*Document extract*

Garden as Environment

Work in the garden began with an Environmental Education class made up of student teachers and practicing teachers. While we weeded, we considered some conceptual approaches to guide the garden: sustainability (passing on the garden to future learners); interdisciplinary learning (connected learning); hands-on learning (learning by doing); xeriscape as alternative to green lawns (responding to local water issues); organic (a contextual awareness of our surroundings as ecological systems); aboriginal traditions (community minded teaching and learning); rotating stewardship (respect for future groups in the garden).  The means of developing the garden’s principles were also meant to create a tradition of discussion that would be passed on to future groups, who could discuss, change, solve or adapt the founding principles.  The basic plan was for a food/drought tolerant/flower mix that would create a blend of “beauty” and “use” while showing how native, non-native and invasive species responded to drought. If the flowers and vegetables withered due to a water shortage, and the xeriscape plants lived, students would have a visual example of the effects of drought. The plan was not to create a showcase of local plant life but to support a learning process where mistakes could bring understanding. This would be a valuable, difficult lesson for new teachers.

The idea of a “Learning Garden” took hold and local businesses eagerly made donations.  The first donation was from a local lumber yard which donated one thousand dollars of red cedar for raised  garden beds, with promises of supplying more at wholesale prices. Other local businesses in the small community recognized that their own children, and family members, would benefit from school gardens.

With so much imported produce in local grocery stores, most of it hauled by truck North on one highway, the students considered the value of maintaining local farms as a means of challenging global food trade. What were the land ethics, the issues of eco-justice involved in building large scale, permanent condo developments on fertile agricultural? What was the connection between a local garden and globalized food ethics?  How could students involve themselves in this knowledge by learning and working in school gardens?

The students engaged in conversations around the larger context of their  local work, providing a practical context for their readings in Globalization from previous course work and personal interest.  While students thought of innovative ways to bring this knowledge to their own classrooms, the method of linking local and global concepts through hands-on learning would challenge teacher education focused on performance standards, organizational abilities and classroom management. By learning in the garden, and in considering the role of the garden in the local and global agricultural community, students began challenging their own teacher training.

*Data provided*
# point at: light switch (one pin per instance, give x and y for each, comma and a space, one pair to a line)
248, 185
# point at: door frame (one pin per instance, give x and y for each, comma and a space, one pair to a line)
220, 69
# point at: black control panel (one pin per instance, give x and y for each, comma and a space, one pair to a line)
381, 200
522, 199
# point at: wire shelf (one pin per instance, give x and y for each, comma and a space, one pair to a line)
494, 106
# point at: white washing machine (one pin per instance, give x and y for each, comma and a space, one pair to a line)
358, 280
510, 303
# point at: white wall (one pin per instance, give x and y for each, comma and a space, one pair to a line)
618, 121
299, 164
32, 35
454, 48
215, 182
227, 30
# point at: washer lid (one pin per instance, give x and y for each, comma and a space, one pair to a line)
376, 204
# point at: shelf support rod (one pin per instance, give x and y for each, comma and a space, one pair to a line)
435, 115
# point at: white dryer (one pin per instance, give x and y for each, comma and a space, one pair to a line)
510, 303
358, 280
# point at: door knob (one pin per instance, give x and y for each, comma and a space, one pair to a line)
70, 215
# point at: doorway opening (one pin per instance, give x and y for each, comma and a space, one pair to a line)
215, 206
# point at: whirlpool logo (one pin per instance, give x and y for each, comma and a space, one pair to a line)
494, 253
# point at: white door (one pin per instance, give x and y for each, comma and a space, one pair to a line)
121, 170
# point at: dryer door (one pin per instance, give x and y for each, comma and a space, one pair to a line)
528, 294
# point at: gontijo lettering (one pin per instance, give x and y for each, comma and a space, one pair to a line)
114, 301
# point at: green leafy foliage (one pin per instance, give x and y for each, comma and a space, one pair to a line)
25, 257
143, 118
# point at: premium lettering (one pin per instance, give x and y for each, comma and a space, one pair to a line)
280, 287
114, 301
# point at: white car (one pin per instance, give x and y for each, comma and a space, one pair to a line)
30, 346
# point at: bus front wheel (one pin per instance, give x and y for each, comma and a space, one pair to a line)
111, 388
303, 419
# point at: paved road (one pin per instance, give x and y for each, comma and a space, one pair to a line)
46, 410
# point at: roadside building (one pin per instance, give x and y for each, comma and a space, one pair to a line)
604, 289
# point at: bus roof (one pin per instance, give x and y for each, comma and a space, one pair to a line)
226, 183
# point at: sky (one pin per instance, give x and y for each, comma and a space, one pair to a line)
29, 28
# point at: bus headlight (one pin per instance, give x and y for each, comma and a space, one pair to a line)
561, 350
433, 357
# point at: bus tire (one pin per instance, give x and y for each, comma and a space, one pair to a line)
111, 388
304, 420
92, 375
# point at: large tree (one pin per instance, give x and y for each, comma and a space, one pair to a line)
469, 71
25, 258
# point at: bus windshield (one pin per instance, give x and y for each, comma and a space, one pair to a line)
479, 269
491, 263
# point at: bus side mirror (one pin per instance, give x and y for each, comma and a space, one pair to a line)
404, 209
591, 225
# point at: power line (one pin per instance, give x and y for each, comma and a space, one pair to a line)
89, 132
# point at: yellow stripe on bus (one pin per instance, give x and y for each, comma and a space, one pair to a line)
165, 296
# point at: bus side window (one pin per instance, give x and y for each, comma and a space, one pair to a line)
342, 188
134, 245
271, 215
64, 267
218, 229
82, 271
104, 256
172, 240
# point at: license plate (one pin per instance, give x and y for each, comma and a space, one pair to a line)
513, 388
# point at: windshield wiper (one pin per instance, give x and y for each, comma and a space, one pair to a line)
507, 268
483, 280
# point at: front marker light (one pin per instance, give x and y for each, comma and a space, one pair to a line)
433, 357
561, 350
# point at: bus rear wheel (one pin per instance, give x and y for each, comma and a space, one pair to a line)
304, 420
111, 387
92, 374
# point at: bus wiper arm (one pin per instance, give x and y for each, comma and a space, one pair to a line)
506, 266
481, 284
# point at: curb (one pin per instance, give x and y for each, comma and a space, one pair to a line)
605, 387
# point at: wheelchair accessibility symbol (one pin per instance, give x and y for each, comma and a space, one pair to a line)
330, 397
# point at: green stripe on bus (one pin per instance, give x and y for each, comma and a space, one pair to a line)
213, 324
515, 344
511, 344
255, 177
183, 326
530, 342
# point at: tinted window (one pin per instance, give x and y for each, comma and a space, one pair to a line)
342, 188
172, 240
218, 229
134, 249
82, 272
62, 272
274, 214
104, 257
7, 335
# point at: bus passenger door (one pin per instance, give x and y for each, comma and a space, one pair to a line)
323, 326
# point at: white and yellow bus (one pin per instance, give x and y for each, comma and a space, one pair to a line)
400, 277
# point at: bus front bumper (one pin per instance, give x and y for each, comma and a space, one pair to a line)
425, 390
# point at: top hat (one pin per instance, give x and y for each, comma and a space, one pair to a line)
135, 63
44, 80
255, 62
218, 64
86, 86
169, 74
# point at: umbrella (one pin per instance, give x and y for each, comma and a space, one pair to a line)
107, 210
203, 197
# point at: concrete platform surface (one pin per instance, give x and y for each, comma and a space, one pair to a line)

*Task goal*
Could you write what comes next in the piece on the school learning garden, starting after its final sentence? The lines come from a different source than the piece on the school learning garden.

*Solved exercise*
PondThe Pond

The garden is located next to a pond filled with a variety of migratory ducks, red-winged blackbirds and other wildlife. One early idea was to use the pond to water the garden, using a pump.

What was the environmental impact of draining the pond? How did we interfere with goals for long term, sustainable land and water use by removing water from the pond? Why was our first impulse in moving toward sustainable land management to destroy it? What previous learning had lead us to seek short term gains, while destroying other life forms?  Leaving the pond alone seemed like an obvious, ecoliterate choice; however the process of coming to this decision was our first instance where a practical need lead directly to questions of environmental ethics. The shift from seeking solutions to asking questions about ecological justice began with contextual awareness, occurring organically within community, within the decision making process itself. Students learned that eco-centred decisions require a constant, conscious effort to weigh the ecological impact of human actions within an ethical framework of ecological justice.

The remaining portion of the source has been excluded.